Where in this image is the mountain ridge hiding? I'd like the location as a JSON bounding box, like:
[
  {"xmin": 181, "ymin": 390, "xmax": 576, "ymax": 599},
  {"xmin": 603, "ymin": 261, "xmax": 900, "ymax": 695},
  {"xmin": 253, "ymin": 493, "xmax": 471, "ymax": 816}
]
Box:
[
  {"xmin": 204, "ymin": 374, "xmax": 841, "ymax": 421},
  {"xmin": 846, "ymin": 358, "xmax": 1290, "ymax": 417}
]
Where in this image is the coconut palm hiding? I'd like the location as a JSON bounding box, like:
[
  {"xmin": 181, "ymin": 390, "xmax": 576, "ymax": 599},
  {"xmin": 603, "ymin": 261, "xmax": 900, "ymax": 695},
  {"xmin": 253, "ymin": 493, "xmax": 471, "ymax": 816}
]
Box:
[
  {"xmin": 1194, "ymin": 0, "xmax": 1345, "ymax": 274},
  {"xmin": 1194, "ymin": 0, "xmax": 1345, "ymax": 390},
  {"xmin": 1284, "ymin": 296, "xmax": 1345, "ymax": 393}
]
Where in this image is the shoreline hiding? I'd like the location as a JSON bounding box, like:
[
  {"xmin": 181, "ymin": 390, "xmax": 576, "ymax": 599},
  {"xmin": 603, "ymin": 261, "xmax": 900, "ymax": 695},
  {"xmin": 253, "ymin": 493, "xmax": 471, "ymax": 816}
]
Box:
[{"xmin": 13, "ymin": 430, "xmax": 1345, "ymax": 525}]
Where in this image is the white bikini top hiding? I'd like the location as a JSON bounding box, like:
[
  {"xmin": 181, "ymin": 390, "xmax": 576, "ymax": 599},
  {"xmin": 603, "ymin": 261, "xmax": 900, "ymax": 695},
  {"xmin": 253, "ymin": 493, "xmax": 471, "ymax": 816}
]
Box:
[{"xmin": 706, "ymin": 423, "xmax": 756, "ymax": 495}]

==

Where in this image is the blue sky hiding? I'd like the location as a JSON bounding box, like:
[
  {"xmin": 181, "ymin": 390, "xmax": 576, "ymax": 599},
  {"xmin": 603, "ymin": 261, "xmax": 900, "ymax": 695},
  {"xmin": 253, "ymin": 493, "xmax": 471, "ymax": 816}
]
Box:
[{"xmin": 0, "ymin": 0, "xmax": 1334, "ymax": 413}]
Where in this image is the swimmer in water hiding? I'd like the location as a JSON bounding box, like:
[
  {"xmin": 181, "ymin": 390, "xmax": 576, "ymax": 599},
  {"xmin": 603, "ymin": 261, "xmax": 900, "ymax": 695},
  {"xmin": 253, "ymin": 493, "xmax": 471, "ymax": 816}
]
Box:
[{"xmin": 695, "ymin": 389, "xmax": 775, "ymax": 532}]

==

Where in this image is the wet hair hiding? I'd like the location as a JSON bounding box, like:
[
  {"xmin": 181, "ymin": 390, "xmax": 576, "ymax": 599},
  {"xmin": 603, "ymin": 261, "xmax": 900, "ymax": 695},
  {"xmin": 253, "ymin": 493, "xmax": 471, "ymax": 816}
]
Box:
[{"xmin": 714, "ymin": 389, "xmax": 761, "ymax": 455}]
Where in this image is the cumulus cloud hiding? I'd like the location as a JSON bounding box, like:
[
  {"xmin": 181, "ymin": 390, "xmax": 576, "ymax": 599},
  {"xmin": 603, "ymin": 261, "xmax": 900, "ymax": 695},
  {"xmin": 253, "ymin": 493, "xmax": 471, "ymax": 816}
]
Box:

-- Given instruction --
Report each line in the items above that contains the word "palm", copying every such line in full.

-- Solution to this task --
Where in this image is the coconut palm hiding? I'd like the location as a JSON bounding box, like:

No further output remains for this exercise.